-- START OF Page text --

Two bodies that often approach problems, projects, and process from different perspectives are IT and Operations Technology (OT). While the industrial automation community has been writing and discussing the necessity of IT-OT convergence for nearly a decade, this functional collaboration still remains a stumbling block for many industrial companies on their Industry 4.0 journeys.
The good news is that the emerging concept of Industrial DataOps can provide some common ground.
DataOps is a new approach to data integration and security that aims to improve data quality and reduce time spent preparing data for use throughout the enterprise. Industrial DataOps provides a toolset—and a mindset—for OT to establish “data contracts” with IT. By using an Industrial DataOps solution, OT is empowered to model, transform, and share plant floor data with IT systems without the integration and security concerns that have long vexed the collaboration.
If we see the value in IT-OT collaboration, the first step is getting these functions to speak the same language. This post aims to document key terms surrounding Industrial DataOps and provide IT and OT with a common dictionary. Some of these definitions are more technical in nature and others are more business oriented. Let’s dive in.
Terms and definitions
Aggregation. A consolidated view in the property set of all attribute and variable data from source PLCs, machine controllers, RTUs, smart sensors, and other systems.
Attribute. A data characteristic from a source PLC, machine controller, RTU, smart sensor, or other system with a static value (like location) or a dynamic value (like temperature or machine state).
Connection. A connection in an Industrial DataOps solution represents a path to a source system that contains inputs and outputs. An input represents a path to a data point contained in a connection that can be read. An output represents a path to a data point contained in a connection that can be written to.
Contextualization. Data structures on PLCs and machine controllers have minimal descriptive information—if any. In many cases, data points are referenced with cryptic data point naming schemes or references to memory locations. Contextualization transforms raw data into information by presenting human-readable property names and adding static metadata to the data set. Contextualization enables industrial data to be used more easily outside of the controls environment for machine maintenance, process optimization, quality, and traceability.
Correlation. The purpose of automation data has historically been to control and monitor the production process. Therefore, industrial data is correlated for process control. In cases where industrial data must be analyzed and aligned by machine for predictive maintenance, by process for process optimization, or by product for quality and traceability, the data must be assembled and contextualized appropriately for each use case before it can be used. Correlation prepares information for its end purpose by assembling, contextualizing and transposing the data into a usable state.

-- END OF Page text --
-- START OF Dataset entries --

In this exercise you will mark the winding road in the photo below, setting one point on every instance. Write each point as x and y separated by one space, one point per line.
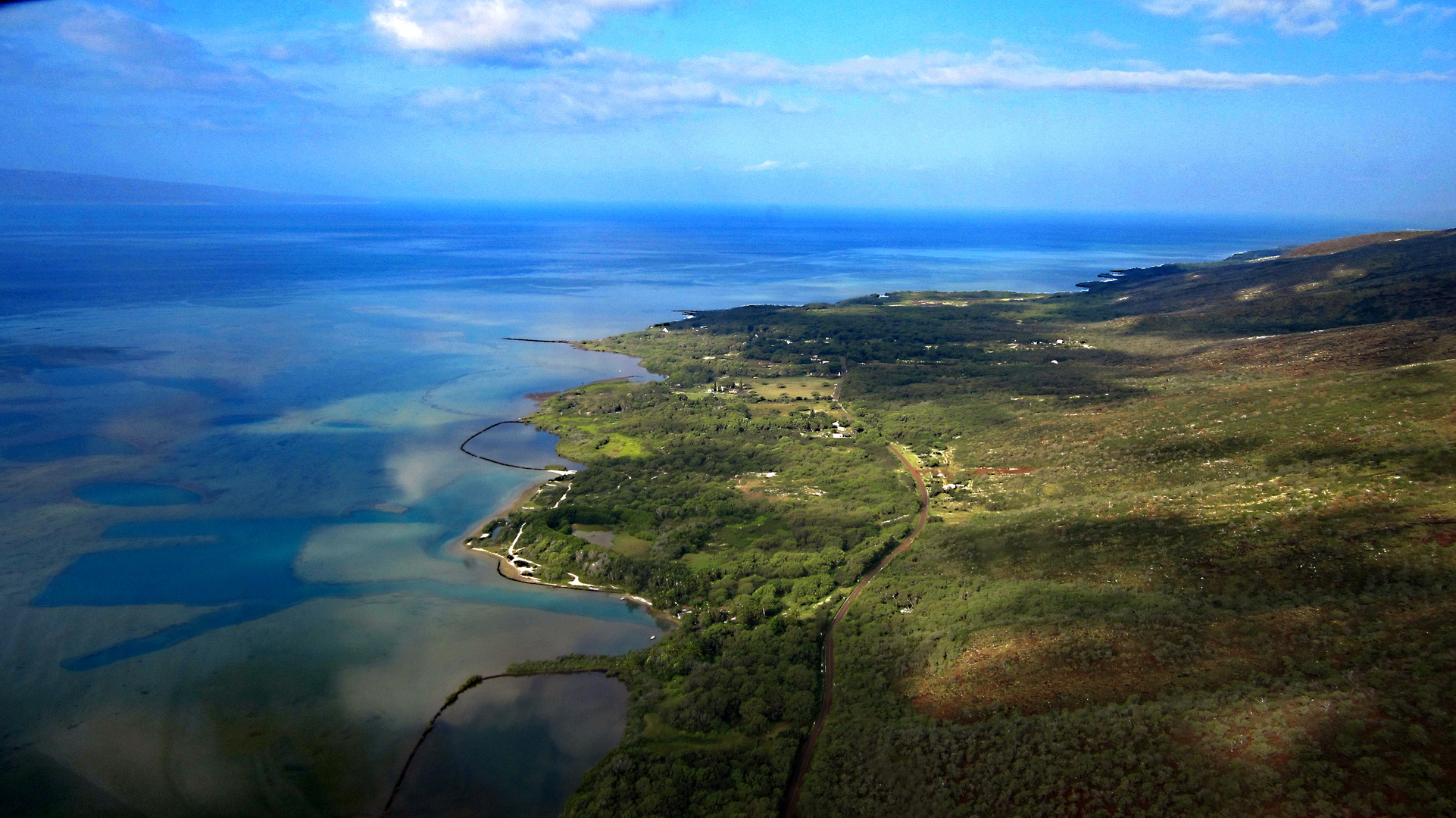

-- END OF Dataset entries --
-- START OF Dataset entries --

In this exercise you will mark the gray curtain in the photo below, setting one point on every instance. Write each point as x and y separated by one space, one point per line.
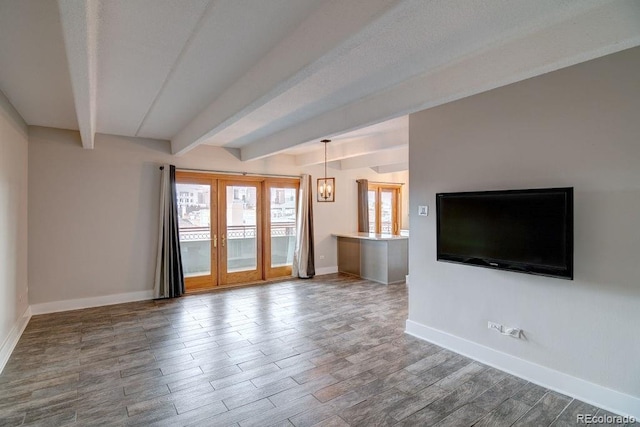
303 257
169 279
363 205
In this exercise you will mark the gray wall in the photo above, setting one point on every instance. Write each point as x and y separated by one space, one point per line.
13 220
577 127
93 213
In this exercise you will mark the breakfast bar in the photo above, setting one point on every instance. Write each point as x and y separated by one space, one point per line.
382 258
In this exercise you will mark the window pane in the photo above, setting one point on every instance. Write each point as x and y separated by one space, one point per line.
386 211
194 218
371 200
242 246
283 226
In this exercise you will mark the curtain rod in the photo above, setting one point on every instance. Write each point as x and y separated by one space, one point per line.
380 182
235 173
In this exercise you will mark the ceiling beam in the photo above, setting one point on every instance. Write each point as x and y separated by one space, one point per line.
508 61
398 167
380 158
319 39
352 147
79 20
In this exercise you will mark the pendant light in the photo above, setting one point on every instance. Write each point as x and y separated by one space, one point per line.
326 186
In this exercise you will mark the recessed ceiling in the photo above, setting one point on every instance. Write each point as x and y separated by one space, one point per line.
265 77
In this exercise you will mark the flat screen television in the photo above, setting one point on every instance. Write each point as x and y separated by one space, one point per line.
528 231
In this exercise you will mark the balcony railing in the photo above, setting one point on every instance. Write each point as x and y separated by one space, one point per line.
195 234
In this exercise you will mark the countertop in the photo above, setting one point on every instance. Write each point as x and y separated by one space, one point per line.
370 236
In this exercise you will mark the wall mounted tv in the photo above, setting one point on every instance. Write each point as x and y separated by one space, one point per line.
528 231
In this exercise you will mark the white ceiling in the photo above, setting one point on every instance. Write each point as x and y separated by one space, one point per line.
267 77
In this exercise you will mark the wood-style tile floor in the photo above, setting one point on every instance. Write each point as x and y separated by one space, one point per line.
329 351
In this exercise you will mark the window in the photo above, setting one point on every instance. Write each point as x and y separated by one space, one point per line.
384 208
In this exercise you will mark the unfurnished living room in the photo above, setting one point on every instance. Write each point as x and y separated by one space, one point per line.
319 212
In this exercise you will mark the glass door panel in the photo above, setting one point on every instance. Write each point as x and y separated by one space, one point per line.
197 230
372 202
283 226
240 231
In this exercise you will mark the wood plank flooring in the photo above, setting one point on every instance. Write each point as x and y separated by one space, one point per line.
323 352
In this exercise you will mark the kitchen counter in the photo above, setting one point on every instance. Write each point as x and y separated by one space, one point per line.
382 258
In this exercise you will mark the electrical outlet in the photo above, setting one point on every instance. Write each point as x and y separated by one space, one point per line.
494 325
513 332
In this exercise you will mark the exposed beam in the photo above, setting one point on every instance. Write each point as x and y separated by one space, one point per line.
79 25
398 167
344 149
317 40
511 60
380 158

-- END OF Dataset entries --
-- START OF Dataset entries --

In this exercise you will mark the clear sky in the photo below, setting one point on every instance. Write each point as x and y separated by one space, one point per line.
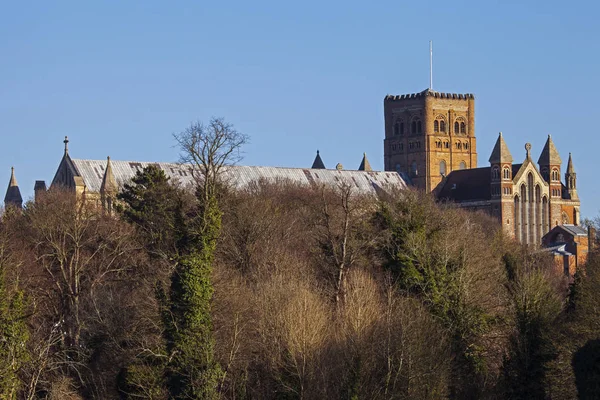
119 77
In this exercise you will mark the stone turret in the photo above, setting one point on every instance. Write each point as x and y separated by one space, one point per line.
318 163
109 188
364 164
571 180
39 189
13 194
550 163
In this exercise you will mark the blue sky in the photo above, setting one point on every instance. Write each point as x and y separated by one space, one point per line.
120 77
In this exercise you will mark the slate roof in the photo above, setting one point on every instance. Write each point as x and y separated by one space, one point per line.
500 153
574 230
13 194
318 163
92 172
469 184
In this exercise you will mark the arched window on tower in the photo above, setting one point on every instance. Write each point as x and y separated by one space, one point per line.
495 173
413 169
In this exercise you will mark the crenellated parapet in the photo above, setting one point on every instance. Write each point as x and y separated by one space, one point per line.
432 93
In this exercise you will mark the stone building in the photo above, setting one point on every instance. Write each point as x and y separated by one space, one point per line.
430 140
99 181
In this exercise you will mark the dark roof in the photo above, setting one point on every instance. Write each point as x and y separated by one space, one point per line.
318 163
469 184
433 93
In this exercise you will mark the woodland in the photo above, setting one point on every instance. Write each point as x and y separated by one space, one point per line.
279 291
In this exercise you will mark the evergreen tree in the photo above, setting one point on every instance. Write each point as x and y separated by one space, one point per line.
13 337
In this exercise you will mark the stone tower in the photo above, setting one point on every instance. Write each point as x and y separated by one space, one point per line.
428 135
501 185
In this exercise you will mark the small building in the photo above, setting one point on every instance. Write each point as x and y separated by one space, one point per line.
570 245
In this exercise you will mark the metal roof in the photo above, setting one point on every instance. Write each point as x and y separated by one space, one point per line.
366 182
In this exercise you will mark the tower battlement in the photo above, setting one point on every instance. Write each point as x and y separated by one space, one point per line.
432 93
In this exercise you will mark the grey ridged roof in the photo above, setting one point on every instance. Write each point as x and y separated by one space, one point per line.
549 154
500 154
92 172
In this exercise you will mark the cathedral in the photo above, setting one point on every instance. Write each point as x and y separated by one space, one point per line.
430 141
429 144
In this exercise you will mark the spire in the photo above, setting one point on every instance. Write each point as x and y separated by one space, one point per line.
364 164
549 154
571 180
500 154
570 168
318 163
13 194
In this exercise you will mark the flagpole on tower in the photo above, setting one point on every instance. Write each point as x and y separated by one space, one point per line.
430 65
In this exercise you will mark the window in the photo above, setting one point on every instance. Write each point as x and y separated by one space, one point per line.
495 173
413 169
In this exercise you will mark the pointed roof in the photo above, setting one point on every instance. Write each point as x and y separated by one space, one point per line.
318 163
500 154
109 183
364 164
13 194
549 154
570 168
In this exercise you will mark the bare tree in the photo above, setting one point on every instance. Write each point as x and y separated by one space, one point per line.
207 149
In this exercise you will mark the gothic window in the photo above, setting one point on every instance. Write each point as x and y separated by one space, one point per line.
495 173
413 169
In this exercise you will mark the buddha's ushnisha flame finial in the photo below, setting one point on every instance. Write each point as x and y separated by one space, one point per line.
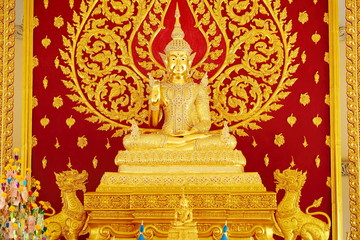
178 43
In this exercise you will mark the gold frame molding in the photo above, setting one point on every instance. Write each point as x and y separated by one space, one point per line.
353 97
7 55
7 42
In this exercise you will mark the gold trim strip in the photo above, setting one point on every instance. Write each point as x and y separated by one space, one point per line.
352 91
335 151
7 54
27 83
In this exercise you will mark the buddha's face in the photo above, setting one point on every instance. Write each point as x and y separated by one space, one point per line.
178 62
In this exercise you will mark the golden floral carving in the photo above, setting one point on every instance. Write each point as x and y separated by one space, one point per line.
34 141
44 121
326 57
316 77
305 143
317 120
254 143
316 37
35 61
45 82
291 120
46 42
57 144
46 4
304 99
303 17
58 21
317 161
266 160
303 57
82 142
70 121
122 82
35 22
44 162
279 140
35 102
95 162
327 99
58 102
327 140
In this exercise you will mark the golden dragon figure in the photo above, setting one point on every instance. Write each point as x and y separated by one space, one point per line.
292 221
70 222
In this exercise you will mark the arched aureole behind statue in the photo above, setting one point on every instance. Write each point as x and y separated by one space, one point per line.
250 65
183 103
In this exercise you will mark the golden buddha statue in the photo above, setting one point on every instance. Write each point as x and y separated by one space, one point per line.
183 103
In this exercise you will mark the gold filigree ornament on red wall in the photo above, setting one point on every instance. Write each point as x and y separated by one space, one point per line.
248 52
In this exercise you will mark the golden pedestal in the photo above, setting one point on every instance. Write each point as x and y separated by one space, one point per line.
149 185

-- END OF Dataset entries --

▶ _Jobs_
1) Reproduce the Industrial DataOps text, starting at the words "If we see the" and stopping after the words "Let’s dive in.".
2) List, copied in full, every line of the records that contains the word "beam".
The Industrial DataOps text and the records are unrelated to each other.

▶ _Full solutions_
1)
If we see the value in IT-OT collaboration, the first step is getting these functions to speak the same language. This post aims to document key terms surrounding Industrial DataOps and provide IT and OT with a common dictionary. Some of these definitions are more technical in nature and others are more business oriented. Let’s dive in.

2)
In this exercise you will mark the ceiling beam in the photo above, setting one point on every instance. Write each point as x and y separated by one space, one point per line.
In this exercise you will mark the exposed beam in the photo above, setting one point on every instance. Write each point as x and y separated by one space, one point per line.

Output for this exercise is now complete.